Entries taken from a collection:
+===+

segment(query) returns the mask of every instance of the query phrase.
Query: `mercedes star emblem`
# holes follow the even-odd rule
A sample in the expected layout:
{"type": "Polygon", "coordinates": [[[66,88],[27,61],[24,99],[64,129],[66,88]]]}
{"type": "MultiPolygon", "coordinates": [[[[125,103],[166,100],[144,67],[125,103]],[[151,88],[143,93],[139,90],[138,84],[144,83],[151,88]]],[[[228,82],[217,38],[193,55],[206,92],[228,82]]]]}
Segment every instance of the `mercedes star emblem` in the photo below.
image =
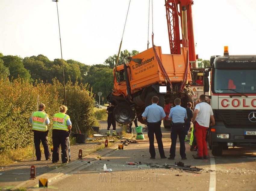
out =
{"type": "Polygon", "coordinates": [[[256,122],[256,112],[253,112],[249,114],[248,116],[249,120],[251,122],[256,122]]]}

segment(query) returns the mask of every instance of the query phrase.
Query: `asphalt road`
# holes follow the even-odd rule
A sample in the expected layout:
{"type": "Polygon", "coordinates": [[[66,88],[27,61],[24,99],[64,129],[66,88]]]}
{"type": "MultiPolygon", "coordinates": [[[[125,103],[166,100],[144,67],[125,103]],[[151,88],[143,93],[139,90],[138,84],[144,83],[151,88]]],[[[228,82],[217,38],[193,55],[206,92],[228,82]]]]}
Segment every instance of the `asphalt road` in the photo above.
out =
{"type": "MultiPolygon", "coordinates": [[[[162,129],[168,157],[170,131],[162,129]]],[[[174,160],[160,158],[156,142],[156,159],[150,159],[148,142],[140,142],[101,156],[101,160],[59,177],[48,183],[48,186],[62,190],[256,190],[256,149],[230,148],[223,151],[222,156],[214,157],[208,150],[209,159],[198,160],[193,157],[196,152],[189,151],[189,142],[186,142],[187,160],[181,160],[178,142],[174,160]],[[195,172],[164,167],[179,161],[202,170],[195,172]],[[128,164],[134,162],[142,164],[128,164]],[[112,172],[104,171],[105,164],[112,172]]]]}

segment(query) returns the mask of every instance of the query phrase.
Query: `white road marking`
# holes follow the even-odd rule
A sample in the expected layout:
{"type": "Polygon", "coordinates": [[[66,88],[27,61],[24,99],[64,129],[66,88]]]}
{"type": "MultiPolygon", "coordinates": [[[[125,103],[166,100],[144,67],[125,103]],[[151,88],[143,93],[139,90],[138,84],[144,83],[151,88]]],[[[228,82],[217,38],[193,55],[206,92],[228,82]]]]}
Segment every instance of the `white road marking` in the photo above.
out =
{"type": "Polygon", "coordinates": [[[216,166],[215,166],[215,160],[214,157],[210,157],[211,162],[211,170],[210,173],[210,182],[209,184],[209,191],[216,190],[216,166]]]}

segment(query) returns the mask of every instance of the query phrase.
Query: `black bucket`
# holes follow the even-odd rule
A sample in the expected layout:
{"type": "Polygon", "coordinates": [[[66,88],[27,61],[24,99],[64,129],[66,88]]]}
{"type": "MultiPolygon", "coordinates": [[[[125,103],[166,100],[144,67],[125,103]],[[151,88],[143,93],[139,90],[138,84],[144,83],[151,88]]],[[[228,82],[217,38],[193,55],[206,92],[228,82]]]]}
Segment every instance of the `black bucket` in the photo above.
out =
{"type": "Polygon", "coordinates": [[[99,132],[99,130],[100,128],[100,127],[92,127],[92,129],[93,130],[95,131],[96,131],[97,133],[99,132]]]}
{"type": "Polygon", "coordinates": [[[77,134],[77,137],[76,139],[76,141],[78,143],[85,143],[86,140],[86,137],[87,136],[87,134],[81,134],[78,133],[75,133],[77,134]]]}

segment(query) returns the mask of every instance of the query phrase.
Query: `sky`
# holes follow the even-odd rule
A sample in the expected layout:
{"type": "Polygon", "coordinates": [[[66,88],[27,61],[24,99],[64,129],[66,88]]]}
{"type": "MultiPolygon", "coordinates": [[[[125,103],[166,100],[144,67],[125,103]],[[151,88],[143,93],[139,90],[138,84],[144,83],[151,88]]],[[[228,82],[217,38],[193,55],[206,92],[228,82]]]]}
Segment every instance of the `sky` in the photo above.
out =
{"type": "MultiPolygon", "coordinates": [[[[59,0],[63,59],[103,64],[117,54],[130,0],[59,0]]],[[[222,55],[256,55],[256,1],[194,0],[196,53],[203,60],[222,55]]],[[[170,54],[164,0],[153,1],[155,45],[170,54]]],[[[152,47],[151,10],[149,25],[152,47]]],[[[131,0],[121,50],[147,49],[148,0],[131,0]]],[[[0,52],[23,58],[42,54],[61,58],[56,3],[51,0],[0,0],[0,52]]]]}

+===+

Job →
How many lines of the data above contain the string "road"? Reply with only the number.

Task result →
4